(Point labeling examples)
* begin *

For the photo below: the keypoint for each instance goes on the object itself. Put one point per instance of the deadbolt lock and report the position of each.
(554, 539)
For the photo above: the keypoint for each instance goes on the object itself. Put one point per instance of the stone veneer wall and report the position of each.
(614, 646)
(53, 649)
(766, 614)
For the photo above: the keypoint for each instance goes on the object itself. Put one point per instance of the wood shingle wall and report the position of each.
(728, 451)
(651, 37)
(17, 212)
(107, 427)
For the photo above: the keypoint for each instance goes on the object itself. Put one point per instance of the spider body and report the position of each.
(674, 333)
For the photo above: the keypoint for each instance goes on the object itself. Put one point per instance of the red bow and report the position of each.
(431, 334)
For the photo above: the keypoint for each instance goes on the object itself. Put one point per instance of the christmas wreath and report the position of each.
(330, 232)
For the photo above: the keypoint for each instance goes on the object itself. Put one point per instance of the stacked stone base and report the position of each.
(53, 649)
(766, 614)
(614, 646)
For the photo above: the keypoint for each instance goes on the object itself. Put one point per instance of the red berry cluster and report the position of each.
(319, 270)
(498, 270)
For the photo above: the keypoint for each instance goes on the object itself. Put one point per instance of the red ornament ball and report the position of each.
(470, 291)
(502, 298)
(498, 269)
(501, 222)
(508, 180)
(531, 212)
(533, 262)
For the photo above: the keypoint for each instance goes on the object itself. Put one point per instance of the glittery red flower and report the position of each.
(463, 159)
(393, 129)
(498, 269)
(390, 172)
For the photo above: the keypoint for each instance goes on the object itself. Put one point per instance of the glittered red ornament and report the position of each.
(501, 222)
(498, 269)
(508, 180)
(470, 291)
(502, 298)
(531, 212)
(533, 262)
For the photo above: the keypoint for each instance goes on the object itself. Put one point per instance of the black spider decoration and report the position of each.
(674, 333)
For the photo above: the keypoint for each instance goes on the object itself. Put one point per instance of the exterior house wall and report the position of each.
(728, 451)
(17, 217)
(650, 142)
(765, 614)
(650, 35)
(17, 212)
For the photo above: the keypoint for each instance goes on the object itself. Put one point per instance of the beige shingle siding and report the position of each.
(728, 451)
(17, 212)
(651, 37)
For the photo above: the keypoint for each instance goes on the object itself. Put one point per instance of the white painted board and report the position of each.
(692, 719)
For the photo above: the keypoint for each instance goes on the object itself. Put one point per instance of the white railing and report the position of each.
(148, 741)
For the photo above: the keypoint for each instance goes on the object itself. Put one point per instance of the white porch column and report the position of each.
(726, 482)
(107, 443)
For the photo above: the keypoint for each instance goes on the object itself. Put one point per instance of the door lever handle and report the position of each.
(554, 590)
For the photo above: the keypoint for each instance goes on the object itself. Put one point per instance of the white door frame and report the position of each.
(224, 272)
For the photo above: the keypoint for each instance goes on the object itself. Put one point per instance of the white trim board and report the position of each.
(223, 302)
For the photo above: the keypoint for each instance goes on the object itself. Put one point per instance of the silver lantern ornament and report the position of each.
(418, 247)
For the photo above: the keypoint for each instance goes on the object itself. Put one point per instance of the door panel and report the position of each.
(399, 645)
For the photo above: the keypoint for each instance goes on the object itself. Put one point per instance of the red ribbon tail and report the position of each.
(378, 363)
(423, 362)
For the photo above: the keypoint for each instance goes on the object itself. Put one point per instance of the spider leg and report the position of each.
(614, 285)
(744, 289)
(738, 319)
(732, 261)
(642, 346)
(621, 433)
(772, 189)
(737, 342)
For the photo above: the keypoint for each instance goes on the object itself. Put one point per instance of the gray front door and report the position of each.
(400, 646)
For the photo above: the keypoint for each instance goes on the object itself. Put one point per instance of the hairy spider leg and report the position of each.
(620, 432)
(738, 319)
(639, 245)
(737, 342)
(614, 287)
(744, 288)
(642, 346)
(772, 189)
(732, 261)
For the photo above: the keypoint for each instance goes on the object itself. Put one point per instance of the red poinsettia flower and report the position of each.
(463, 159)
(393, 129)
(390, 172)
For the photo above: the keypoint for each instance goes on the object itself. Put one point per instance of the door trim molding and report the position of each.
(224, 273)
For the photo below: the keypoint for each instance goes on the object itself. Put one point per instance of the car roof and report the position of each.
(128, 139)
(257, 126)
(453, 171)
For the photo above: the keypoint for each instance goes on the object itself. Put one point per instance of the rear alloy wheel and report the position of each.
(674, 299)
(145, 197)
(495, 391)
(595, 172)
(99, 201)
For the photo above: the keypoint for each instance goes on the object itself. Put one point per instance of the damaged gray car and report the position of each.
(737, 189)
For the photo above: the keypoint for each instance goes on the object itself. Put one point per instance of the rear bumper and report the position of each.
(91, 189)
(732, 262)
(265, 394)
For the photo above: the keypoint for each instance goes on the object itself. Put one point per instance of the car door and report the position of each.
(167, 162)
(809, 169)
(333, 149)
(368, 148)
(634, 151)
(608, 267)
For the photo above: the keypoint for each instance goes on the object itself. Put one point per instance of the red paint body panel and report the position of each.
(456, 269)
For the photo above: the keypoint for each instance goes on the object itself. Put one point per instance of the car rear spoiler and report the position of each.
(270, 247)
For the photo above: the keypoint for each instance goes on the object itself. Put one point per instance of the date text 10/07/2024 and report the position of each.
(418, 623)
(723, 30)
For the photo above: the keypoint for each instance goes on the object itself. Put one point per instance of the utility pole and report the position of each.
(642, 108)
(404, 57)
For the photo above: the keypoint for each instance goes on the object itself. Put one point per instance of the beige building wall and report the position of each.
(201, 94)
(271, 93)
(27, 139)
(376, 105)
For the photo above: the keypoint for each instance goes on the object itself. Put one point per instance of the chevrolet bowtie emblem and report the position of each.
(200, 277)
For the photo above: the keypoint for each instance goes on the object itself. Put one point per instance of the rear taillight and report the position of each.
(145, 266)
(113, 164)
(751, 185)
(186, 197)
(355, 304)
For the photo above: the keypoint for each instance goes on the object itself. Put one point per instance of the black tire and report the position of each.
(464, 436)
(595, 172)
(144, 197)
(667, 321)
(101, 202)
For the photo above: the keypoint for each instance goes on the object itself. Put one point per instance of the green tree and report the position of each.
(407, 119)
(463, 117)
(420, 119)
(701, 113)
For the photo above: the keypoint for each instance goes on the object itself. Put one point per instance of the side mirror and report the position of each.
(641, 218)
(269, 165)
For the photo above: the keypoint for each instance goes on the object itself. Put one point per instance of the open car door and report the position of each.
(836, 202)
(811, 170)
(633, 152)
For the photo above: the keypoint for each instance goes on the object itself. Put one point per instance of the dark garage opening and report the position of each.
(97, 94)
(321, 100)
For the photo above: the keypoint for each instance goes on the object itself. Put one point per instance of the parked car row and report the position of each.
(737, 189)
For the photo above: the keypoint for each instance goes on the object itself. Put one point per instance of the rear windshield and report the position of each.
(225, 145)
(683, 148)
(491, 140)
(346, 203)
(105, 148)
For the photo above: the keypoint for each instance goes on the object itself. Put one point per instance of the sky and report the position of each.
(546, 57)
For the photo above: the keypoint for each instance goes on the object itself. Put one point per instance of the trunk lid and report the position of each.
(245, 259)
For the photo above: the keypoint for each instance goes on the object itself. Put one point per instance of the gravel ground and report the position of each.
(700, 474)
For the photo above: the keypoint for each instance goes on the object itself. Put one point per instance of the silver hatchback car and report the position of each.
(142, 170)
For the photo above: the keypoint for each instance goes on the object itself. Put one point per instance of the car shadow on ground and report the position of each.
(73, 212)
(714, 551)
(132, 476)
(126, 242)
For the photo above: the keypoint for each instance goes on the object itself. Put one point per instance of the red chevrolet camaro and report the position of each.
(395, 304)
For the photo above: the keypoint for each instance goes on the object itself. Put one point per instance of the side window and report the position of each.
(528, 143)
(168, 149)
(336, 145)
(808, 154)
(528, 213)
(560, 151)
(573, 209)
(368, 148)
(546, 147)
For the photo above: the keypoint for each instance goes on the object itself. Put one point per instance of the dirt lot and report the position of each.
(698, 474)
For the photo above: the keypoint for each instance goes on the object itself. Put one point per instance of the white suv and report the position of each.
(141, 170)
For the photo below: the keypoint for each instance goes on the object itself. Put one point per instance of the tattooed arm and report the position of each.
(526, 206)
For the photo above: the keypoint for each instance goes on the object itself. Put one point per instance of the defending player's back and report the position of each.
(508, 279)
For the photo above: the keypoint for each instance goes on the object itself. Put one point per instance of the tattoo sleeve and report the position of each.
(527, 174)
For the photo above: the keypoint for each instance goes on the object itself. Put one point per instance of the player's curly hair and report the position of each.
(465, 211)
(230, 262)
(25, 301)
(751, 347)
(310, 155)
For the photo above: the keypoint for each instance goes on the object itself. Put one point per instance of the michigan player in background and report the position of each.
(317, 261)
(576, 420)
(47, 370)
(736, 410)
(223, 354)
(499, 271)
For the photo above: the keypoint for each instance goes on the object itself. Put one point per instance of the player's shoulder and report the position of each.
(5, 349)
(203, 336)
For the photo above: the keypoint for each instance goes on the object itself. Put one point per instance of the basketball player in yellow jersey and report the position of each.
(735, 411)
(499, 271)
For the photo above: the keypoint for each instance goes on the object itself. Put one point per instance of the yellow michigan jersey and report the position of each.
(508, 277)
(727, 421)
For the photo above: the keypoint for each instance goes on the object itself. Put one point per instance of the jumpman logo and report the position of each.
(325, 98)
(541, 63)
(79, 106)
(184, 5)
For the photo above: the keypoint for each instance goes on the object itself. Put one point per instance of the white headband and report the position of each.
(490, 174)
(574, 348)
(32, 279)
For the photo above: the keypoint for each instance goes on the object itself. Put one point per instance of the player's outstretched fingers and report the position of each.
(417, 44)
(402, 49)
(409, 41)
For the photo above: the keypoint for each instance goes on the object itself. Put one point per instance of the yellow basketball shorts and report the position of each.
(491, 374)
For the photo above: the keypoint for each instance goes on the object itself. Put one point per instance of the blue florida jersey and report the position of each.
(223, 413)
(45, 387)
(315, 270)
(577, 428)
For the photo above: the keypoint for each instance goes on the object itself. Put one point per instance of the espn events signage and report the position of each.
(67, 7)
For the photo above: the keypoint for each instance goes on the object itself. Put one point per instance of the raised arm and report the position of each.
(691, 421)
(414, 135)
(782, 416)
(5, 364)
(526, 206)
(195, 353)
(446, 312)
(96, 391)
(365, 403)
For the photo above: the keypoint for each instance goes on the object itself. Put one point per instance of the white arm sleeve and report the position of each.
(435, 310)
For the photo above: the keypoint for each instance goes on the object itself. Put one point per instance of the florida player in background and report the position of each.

* end *

Keep only the lines from the one containing "logo and report the position of each." to the end of the entries, and repeat them exactly.

* **CORRECT RESULT**
For the photo above: the keypoint for each instance goes on the object itself. Put one point per instance of the jumpman logo and report the position of each.
(325, 98)
(541, 63)
(79, 106)
(184, 5)
For the photo above: the keypoint for each instance goes on the object itself. Put one point per instance of the white headband and report the position of each.
(490, 174)
(574, 348)
(32, 279)
For the photo above: the keypoint for each instance goes on the object itself. Put one point per instance of the player's outstretched fingers and report the position of each.
(417, 44)
(402, 49)
(409, 41)
For the photo above: the keypoint for each instance goes on the object itself. Put one point per instance of the yellow basketball shorts and report the position of each.
(491, 374)
For the photo above: the keypoint for each instance goes on the object itself. Put one point per instance of the blue florida jersey and report the position of each.
(223, 413)
(45, 387)
(315, 270)
(577, 428)
For the photo above: the keypoint for each instance goes on the object itself. Put one point per instance of the espn events signage and report the position of each.
(67, 7)
For the photo above: the keypoint for each instance goes on the object itself. Put one point per instance of the raised arm and report the position of each.
(691, 421)
(414, 135)
(782, 416)
(5, 364)
(526, 206)
(195, 353)
(446, 312)
(96, 391)
(365, 403)
For the photo above: the keypoint for each instance goes on the object itself. Put one point per instance of the white arm sleeve and report the position of each.
(435, 310)
For the photo above: the keypoint for each instance goes on the object itself. Put one point per instance of the florida player in background and report the position of each.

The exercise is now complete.